- **WHAT IS EXPECTED**
What you need to produce from the material below is an exact transcription of the lines from the one with "Query = cabinet door panel" through the one with "Pick out each instance of the cabinet door with", both included, and no other line.

- **EXTRACTED DATA**

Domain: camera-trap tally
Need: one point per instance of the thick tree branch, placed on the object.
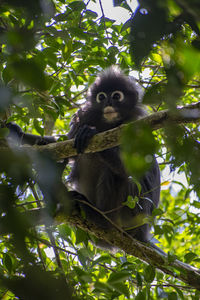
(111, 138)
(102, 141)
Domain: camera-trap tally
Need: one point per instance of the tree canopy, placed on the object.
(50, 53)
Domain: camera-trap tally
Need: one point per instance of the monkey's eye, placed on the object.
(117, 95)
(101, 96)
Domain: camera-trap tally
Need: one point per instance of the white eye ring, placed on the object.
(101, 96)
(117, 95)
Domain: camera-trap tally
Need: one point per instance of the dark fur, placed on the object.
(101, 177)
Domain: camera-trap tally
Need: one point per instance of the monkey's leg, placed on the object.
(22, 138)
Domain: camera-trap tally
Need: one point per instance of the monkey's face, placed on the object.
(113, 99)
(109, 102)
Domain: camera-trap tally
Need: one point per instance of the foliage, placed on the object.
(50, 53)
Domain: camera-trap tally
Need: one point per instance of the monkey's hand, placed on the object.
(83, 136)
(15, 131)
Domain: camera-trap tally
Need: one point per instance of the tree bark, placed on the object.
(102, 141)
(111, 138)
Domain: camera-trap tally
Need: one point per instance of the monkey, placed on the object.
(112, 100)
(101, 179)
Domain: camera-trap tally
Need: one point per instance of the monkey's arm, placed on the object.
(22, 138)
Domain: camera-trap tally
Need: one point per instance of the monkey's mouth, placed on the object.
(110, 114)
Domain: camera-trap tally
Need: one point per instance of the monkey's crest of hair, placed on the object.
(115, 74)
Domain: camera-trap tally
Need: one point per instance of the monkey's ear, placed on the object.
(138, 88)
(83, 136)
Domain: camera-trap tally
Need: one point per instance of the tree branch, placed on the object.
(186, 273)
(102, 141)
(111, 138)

--

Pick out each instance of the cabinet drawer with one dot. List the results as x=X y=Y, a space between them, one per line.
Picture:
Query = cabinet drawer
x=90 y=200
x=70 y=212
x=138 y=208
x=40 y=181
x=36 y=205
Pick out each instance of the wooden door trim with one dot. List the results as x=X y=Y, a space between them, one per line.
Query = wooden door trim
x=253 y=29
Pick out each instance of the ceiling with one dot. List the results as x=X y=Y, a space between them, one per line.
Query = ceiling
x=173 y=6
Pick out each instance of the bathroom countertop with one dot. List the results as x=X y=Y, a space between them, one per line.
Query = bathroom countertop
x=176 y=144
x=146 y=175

==

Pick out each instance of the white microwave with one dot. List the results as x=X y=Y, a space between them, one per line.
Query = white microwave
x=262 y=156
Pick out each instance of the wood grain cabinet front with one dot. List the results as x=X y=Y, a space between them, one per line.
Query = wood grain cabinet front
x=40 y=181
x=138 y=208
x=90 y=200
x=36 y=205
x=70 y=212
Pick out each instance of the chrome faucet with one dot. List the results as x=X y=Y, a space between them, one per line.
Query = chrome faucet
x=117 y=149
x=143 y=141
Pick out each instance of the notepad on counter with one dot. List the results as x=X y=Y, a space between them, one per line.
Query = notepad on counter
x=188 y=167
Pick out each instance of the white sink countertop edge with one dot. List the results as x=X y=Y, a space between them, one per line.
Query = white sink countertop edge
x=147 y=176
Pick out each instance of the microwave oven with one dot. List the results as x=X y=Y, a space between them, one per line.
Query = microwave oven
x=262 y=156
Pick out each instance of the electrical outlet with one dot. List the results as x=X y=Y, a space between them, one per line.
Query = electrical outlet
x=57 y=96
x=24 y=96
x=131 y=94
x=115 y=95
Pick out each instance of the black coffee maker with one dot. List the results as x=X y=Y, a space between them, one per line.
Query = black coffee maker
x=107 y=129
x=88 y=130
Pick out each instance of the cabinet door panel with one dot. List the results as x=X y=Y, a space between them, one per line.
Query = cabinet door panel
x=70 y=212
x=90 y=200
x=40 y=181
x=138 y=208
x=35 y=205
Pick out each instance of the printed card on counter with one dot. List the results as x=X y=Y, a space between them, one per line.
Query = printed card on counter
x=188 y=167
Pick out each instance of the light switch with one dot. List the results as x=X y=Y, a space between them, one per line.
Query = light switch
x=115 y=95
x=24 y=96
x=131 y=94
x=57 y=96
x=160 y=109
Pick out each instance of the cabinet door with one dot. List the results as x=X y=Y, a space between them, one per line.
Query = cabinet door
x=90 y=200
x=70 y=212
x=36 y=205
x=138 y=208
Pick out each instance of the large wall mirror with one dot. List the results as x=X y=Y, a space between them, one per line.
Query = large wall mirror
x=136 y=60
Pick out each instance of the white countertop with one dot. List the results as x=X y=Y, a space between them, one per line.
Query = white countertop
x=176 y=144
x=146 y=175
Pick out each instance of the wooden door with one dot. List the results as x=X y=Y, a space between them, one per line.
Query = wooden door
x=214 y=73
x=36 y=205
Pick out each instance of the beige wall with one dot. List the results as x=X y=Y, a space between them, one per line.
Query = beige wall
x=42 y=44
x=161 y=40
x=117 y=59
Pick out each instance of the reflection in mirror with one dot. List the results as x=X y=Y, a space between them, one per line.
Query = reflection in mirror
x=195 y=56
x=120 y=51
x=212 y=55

- **RESULT**
Query = cabinet door panel
x=70 y=212
x=90 y=200
x=40 y=181
x=138 y=208
x=35 y=205
Pick out each instance of the printed card on counter with one dot. List the results as x=X y=Y, a space between them, one per line.
Query = printed card on counter
x=188 y=167
Pick out each instance of the light switch with one dot. List the results as x=X y=Y, a space between them, one per line.
Query = light switch
x=115 y=95
x=24 y=96
x=131 y=94
x=57 y=96
x=160 y=109
Pick out each instance of the cabinet door with one dot. List the results as x=X y=Y, a space between them, one per line.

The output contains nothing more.